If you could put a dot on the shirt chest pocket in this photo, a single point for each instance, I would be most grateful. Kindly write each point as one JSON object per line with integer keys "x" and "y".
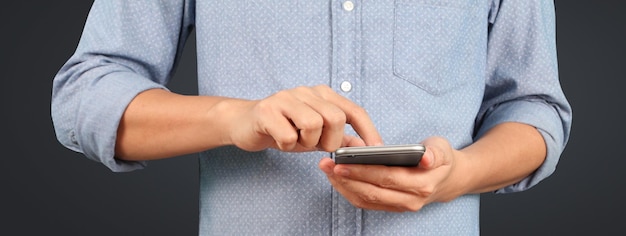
{"x": 430, "y": 45}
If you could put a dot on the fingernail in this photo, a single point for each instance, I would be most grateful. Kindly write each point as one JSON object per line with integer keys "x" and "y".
{"x": 344, "y": 172}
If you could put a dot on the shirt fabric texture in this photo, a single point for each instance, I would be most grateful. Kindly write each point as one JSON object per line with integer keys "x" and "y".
{"x": 451, "y": 68}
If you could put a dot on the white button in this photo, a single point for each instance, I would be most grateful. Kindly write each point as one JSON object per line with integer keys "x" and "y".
{"x": 346, "y": 86}
{"x": 348, "y": 5}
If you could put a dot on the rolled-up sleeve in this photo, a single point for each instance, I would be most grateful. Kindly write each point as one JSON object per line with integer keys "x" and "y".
{"x": 523, "y": 81}
{"x": 126, "y": 47}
######
(DESCRIPTION OF THE TASK)
Would you reproduce the records exactly as they stand, but without the pictures?

(THE ANSWER)
If you could put a dot on the shirt chest pocket in this photo, a single point for each instance, I would be most grateful. Kindly write each point as one JSON object per line with integer keys "x" and "y".
{"x": 430, "y": 45}
If you could put a dot on the fingernail in this photo, a single point for each instance, I would be most grateful. Kindly write each point as one JSON object per line with integer keys "x" and "y".
{"x": 344, "y": 172}
If you could put a dot on the shirt fabric texture in this photo, a single point for each instance, I would be most grateful. Kindly write each point as one JSON object per line with integer keys "x" and "y".
{"x": 451, "y": 68}
If you could put a dot on the white button in this photo, a single point for each instance, I would be most grateful. Kindly write each point as one JSON object per line with integer keys "x" and "y".
{"x": 346, "y": 86}
{"x": 348, "y": 5}
If you could put a dot on the rolled-up sleeve in this photo, a single point for each instance, I would be most grateful. Kindly write each point as one JSON object per line with integer keys "x" and "y".
{"x": 523, "y": 81}
{"x": 126, "y": 47}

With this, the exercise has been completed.